Your task: Write out the records word for word, with no pictures.
--- Start of Task input ---
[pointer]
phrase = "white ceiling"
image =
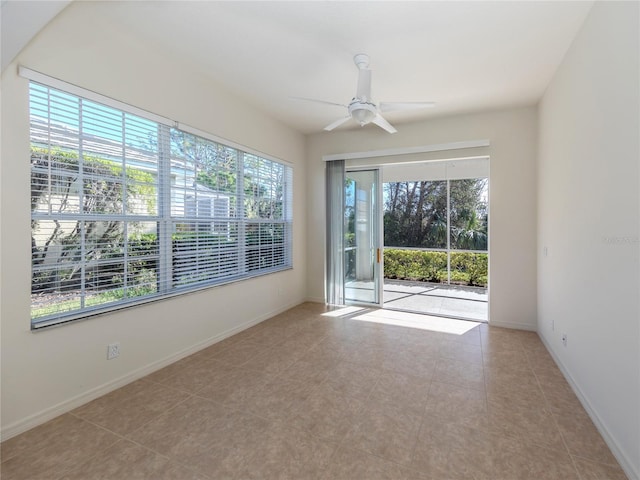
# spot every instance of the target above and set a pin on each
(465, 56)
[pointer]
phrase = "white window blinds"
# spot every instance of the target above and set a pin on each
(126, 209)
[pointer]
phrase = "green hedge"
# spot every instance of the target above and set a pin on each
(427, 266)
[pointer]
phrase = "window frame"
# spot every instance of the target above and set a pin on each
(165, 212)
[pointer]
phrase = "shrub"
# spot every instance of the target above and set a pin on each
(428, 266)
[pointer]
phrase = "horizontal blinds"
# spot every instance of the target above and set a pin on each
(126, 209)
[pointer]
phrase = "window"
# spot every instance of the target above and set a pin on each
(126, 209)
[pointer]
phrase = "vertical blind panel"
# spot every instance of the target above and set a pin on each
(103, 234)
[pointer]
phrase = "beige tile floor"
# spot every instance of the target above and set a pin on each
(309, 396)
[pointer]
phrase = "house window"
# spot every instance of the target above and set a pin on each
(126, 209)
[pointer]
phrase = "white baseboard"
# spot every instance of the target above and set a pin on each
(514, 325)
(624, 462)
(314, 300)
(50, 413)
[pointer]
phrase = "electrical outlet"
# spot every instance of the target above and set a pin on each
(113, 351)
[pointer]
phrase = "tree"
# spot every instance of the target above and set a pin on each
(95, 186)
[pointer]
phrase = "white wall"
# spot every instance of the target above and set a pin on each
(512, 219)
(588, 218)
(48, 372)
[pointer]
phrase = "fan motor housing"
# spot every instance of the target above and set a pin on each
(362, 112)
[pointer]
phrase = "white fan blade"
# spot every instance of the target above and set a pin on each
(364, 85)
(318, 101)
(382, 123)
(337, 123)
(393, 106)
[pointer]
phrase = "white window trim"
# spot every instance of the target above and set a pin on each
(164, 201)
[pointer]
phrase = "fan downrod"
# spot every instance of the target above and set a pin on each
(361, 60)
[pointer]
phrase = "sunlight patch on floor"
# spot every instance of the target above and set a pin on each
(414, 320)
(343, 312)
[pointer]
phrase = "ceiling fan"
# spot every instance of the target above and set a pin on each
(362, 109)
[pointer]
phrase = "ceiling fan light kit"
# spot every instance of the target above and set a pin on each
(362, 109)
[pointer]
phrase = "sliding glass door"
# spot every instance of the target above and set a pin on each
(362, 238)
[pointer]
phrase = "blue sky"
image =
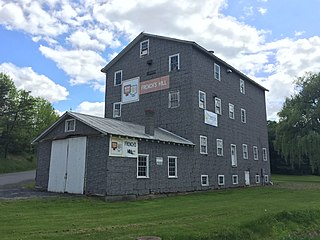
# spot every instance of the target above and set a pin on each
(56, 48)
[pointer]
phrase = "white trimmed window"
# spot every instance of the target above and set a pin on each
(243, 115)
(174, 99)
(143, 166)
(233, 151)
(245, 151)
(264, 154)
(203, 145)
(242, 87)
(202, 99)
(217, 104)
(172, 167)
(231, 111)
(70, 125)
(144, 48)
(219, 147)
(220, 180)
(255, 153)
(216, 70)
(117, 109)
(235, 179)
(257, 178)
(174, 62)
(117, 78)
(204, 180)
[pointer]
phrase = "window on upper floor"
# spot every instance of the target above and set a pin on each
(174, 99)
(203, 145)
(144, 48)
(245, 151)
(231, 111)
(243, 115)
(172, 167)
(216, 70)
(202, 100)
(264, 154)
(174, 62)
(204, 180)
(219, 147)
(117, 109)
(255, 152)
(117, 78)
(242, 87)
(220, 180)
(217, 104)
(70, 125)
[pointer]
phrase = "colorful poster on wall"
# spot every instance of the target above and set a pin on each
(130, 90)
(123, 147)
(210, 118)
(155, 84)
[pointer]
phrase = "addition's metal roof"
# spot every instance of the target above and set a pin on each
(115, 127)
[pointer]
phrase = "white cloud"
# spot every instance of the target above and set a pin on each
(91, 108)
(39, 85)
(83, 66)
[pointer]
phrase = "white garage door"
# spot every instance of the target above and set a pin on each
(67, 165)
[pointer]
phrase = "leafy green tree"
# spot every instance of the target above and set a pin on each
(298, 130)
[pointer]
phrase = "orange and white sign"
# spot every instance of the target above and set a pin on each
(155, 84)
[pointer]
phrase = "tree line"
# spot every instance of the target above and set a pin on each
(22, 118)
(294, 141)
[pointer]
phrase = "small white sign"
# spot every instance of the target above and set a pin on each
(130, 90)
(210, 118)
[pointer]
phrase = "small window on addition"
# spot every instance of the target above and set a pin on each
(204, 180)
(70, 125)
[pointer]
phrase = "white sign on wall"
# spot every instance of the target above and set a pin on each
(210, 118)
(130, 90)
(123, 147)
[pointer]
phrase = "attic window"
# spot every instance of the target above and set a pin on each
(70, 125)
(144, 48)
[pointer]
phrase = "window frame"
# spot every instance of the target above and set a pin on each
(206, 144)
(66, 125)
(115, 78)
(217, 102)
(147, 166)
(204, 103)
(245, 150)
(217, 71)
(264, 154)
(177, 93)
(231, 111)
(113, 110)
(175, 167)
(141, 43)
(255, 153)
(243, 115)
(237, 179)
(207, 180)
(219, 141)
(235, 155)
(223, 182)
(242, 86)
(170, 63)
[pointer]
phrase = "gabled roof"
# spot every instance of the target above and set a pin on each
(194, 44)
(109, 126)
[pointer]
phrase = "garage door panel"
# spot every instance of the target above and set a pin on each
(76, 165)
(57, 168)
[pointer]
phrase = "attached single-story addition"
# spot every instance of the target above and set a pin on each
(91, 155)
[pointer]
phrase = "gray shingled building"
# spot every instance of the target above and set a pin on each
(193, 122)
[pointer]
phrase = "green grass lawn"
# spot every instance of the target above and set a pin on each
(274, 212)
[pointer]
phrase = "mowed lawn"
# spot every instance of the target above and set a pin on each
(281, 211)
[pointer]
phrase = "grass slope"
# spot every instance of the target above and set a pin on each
--- End of Task input ---
The response:
[pointer]
phrase = "white ceiling"
image =
# spot every instance of the target above and set a pin on each
(465, 56)
[pointer]
phrase = "white window blinds"
# spot every instance of the target above and set a pin on each
(126, 209)
[pointer]
phrase = "green hedge"
# spot every instance of the target above and set a pin on each
(427, 266)
[pointer]
phrase = "window frame"
# spot every instance of the target above and set a pin on each
(165, 212)
[pointer]
phrase = "shrub"
# spot every instance of the target above and set a pin on each
(428, 266)
[pointer]
phrase = "horizontal blinds"
# spot every instance of the target above and set a pin on each
(126, 209)
[pointer]
phrase = "window"
# spot every instance of the target above and set a pin on each
(126, 209)
[pointer]
phrase = "vertical blind panel"
# spot every instance of the target above and set a pin on each
(103, 234)
[pointer]
phrase = "beige tile floor"
# spot every instance of the target above and set a pin on each
(309, 396)
[pointer]
phrase = "house window"
# spot every instance of the target above and set a pin on each
(126, 209)
[pointer]
phrase = "white baseboard"
# spot every instance of the target above and set a pin on each
(514, 325)
(624, 462)
(314, 300)
(50, 413)
[pointer]
phrase = "electrical outlet"
# spot every instance of the target above and set a pin on each
(113, 351)
[pointer]
phrase = "tree"
# spot every instance of the target above and set a pin on each
(95, 186)
[pointer]
phrase = "white wall"
# spot every instance of the target above and set a pin on each
(512, 219)
(588, 218)
(48, 372)
[pointer]
phrase = "fan motor housing"
# spot every instance of the target above and set a pin on each
(362, 112)
[pointer]
phrase = "white fan blade"
# spot every instance of the target above and set a pin on each
(364, 85)
(318, 101)
(382, 123)
(337, 123)
(393, 106)
[pointer]
phrase = "white window trim"
# spot every instance of the target above and set a pin on each
(164, 201)
[pointer]
phrase = "fan downrod"
# spot every instance of the target above and set a pin on each
(361, 60)
[pointer]
phrase = "sunlight patch on floor"
# spot every instance of the target above and set a pin on each
(414, 320)
(343, 312)
[pointer]
phrase = "ceiling fan"
# spot every instance of the target above and set a pin on each
(362, 109)
[pointer]
phrase = "ceiling fan light kit"
# spot every instance of the target above and set a pin on each
(362, 109)
[pointer]
phrase = "sliding glass door"
# spot every instance of the target above and set a pin on each
(362, 238)
[pointer]
phrase = "blue sky"
image =
# spot every instance of the target above and set a pin on each
(56, 48)
[pointer]
phrase = "white trimmed window"
# spot every instance of the target above and set a pin on each
(243, 115)
(174, 99)
(143, 166)
(233, 151)
(245, 151)
(264, 154)
(203, 145)
(242, 87)
(202, 99)
(217, 104)
(172, 167)
(231, 111)
(70, 125)
(144, 48)
(219, 147)
(220, 180)
(255, 153)
(216, 70)
(117, 109)
(235, 179)
(257, 178)
(174, 62)
(117, 78)
(204, 180)
[pointer]
phrase = "window on upper floor"
# spot every instance of the target above and set a pin on each
(174, 99)
(203, 145)
(144, 48)
(245, 151)
(231, 111)
(243, 115)
(172, 167)
(216, 70)
(202, 100)
(264, 154)
(174, 62)
(204, 180)
(219, 147)
(117, 109)
(255, 152)
(117, 78)
(242, 87)
(220, 180)
(217, 104)
(70, 125)
[pointer]
phrase = "colorful poster on wall"
# spot every instance of the target above and set a pin on each
(130, 90)
(123, 147)
(210, 118)
(155, 84)
[pointer]
phrase = "addition's metal roof"
# spot every instance of the target above and set a pin on each
(115, 127)
[pointer]
phrase = "white cloud"
# spot every instance of the target above and set a pin on each
(91, 108)
(39, 85)
(83, 66)
[pointer]
phrase = "white garage door"
# spot every instance of the target above and set a pin on each
(67, 165)
[pointer]
phrase = "leafy green tree"
# spot every instance of the target above and set a pin on each
(298, 130)
[pointer]
phrase = "orange and white sign"
# spot every instance of the target above and set a pin on each
(155, 84)
[pointer]
phrase = "tree line"
# spot every instance of the target above and set a pin on each
(22, 118)
(294, 141)
[pointer]
phrase = "small white sign"
# spot every instance of the target above and set a pin on each
(130, 90)
(210, 118)
[pointer]
phrase = "small window on addition"
# spot every instance of the target above and set a pin on each
(204, 180)
(70, 125)
[pointer]
phrase = "white sign on wall"
# spot every instance of the target above and set a pin on each
(210, 118)
(130, 90)
(123, 147)
[pointer]
phrase = "attic window"
# spot every instance of the target above and set a pin on each
(70, 125)
(144, 48)
[pointer]
phrase = "window frame"
# spot every instance of the target above and set a pin on each
(206, 144)
(66, 125)
(115, 78)
(217, 102)
(147, 166)
(204, 103)
(245, 150)
(217, 71)
(264, 154)
(177, 93)
(231, 111)
(113, 110)
(175, 167)
(141, 43)
(255, 153)
(243, 115)
(237, 179)
(207, 180)
(219, 141)
(235, 155)
(223, 182)
(242, 86)
(170, 63)
[pointer]
phrase = "gabled roof"
# spot every instance of the target above and set a pin on each
(194, 44)
(109, 126)
[pointer]
phrase = "garage door panel"
# spot every instance of the target above and set a pin on each
(76, 165)
(57, 168)
[pointer]
phrase = "attached single-story addition"
# spot every instance of the target above and set a pin on each
(91, 155)
[pointer]
phrase = "gray shingled building"
# spot every instance of the target above and set a pin on each
(193, 122)
[pointer]
phrase = "green grass lawn"
# spot every instance of the target above and set a pin on each
(274, 212)
[pointer]
phrase = "mowed lawn"
# spot every instance of the target above and set a pin on each
(281, 211)
[pointer]
phrase = "grass slope"
# spot every instance of the target above and set a pin on each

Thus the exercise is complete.